Point annotation entries for images
****************************************

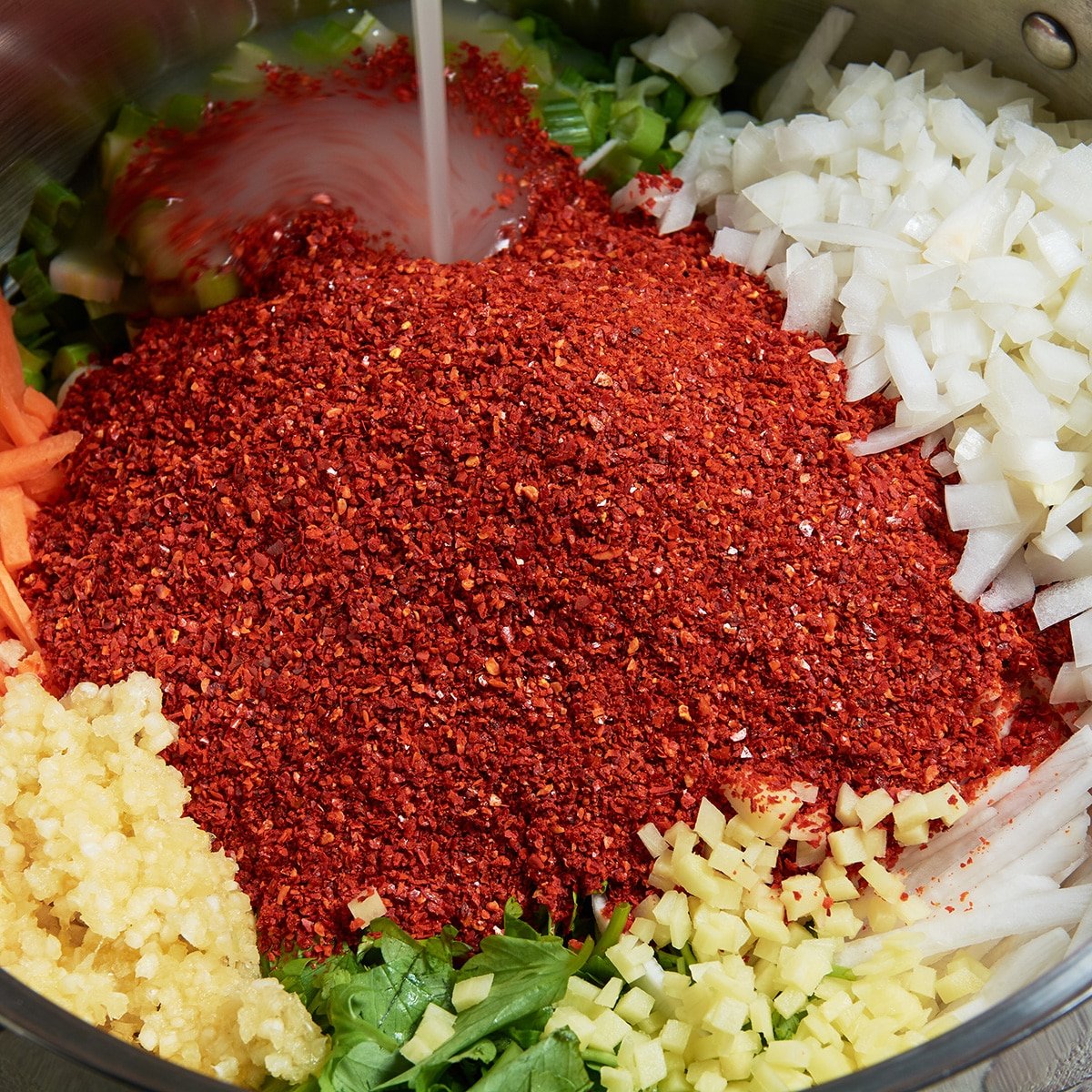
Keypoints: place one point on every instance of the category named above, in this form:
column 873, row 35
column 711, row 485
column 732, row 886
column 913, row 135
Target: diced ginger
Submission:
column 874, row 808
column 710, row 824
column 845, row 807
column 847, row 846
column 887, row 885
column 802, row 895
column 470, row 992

****************************************

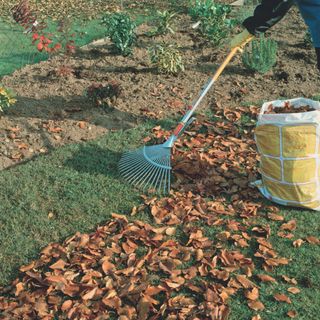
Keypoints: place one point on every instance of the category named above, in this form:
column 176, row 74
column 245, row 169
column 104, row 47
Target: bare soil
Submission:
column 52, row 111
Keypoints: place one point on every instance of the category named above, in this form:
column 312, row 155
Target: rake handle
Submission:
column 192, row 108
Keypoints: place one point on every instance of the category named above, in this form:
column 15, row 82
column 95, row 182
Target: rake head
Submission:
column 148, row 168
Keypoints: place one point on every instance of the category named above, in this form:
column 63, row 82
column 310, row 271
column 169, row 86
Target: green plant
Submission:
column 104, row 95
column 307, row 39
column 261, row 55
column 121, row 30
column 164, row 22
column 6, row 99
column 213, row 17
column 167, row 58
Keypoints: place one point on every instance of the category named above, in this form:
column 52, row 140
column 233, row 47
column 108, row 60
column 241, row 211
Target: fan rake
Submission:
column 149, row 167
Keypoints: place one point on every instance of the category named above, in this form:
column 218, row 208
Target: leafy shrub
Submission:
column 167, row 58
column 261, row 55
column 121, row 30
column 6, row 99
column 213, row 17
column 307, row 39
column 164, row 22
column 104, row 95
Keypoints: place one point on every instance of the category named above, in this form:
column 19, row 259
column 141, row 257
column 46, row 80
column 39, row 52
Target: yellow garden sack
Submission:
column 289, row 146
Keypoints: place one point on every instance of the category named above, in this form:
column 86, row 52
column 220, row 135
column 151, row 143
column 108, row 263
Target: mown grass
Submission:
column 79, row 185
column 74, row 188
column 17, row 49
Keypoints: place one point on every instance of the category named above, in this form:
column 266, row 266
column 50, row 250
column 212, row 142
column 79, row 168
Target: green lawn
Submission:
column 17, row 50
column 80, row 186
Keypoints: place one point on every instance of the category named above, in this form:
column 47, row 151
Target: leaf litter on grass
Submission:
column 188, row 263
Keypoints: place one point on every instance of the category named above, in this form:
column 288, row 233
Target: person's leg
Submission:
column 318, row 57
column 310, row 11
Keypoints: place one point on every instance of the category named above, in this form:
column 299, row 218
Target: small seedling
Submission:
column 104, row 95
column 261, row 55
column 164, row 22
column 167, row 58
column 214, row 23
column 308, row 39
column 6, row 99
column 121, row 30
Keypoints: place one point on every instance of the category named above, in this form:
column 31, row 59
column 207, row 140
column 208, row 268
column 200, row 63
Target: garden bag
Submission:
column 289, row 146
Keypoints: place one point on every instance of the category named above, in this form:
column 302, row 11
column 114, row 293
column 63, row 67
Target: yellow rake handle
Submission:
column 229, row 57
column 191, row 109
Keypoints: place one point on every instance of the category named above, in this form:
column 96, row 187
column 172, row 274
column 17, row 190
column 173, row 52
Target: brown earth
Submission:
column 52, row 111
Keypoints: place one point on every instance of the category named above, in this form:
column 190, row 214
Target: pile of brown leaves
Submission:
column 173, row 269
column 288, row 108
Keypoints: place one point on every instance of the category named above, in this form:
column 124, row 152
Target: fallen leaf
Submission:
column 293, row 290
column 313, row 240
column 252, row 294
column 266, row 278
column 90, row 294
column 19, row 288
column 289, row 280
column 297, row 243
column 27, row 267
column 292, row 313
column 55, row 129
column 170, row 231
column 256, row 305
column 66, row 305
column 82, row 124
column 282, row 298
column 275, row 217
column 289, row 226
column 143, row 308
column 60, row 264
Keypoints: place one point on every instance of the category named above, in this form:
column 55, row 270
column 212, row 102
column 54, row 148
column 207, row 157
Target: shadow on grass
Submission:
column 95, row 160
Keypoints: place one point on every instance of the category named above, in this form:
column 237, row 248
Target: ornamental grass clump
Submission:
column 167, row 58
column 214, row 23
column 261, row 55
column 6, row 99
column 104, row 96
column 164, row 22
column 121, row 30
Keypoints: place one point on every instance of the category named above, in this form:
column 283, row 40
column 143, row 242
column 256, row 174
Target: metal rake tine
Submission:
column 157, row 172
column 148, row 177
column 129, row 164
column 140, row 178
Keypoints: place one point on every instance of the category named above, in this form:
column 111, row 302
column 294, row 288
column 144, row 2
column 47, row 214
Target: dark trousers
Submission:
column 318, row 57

****************************************

Short task
Find every line in the material above that contains the string "rake". Copy each of those lines in full.

The solution
Target: rake handle
Target: rake head
Target: fan rake
Target: yellow rake handle
Target: metal rake tine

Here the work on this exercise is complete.